Task description | Without pictures, retype the following entries exactly.

=======

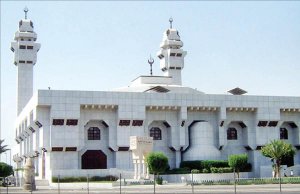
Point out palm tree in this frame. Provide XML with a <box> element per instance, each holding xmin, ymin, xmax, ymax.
<box><xmin>261</xmin><ymin>139</ymin><xmax>296</xmax><ymax>178</ymax></box>
<box><xmin>0</xmin><ymin>139</ymin><xmax>10</xmax><ymax>164</ymax></box>
<box><xmin>0</xmin><ymin>139</ymin><xmax>9</xmax><ymax>154</ymax></box>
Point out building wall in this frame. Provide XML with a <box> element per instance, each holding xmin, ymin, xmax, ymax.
<box><xmin>13</xmin><ymin>90</ymin><xmax>300</xmax><ymax>180</ymax></box>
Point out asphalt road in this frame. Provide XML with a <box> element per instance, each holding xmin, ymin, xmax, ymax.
<box><xmin>1</xmin><ymin>184</ymin><xmax>300</xmax><ymax>194</ymax></box>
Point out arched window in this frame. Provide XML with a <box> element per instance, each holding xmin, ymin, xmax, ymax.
<box><xmin>280</xmin><ymin>128</ymin><xmax>288</xmax><ymax>140</ymax></box>
<box><xmin>88</xmin><ymin>127</ymin><xmax>100</xmax><ymax>140</ymax></box>
<box><xmin>150</xmin><ymin>127</ymin><xmax>162</xmax><ymax>140</ymax></box>
<box><xmin>227</xmin><ymin>128</ymin><xmax>237</xmax><ymax>140</ymax></box>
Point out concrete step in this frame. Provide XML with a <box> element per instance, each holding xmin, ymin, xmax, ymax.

=======

Reply |
Point out palm tree in this frame. Provide XML with a <box> element per instance, each holding xmin, ymin, xmax, ymax.
<box><xmin>261</xmin><ymin>139</ymin><xmax>296</xmax><ymax>178</ymax></box>
<box><xmin>0</xmin><ymin>139</ymin><xmax>10</xmax><ymax>164</ymax></box>
<box><xmin>0</xmin><ymin>139</ymin><xmax>9</xmax><ymax>154</ymax></box>
Point out building wall in this frame. Provide XML with a <box> element per instance, each holding xmin, ymin, xmax, ymax.
<box><xmin>13</xmin><ymin>90</ymin><xmax>300</xmax><ymax>180</ymax></box>
Point out asphalt road in this frame. Provide XML with a <box> element per instance, each holding xmin, ymin, xmax, ymax.
<box><xmin>1</xmin><ymin>184</ymin><xmax>300</xmax><ymax>194</ymax></box>
Point out arched window in this frame. Provide XML with a <box> element per instance, each holding xmin, ymin, xmax, ymax.
<box><xmin>280</xmin><ymin>128</ymin><xmax>288</xmax><ymax>140</ymax></box>
<box><xmin>88</xmin><ymin>127</ymin><xmax>100</xmax><ymax>140</ymax></box>
<box><xmin>150</xmin><ymin>127</ymin><xmax>162</xmax><ymax>140</ymax></box>
<box><xmin>227</xmin><ymin>128</ymin><xmax>237</xmax><ymax>140</ymax></box>
Point out concrete step in this frame. Provide XML with a <box> element per instance, each holding xmin, ymin, xmax, ymax.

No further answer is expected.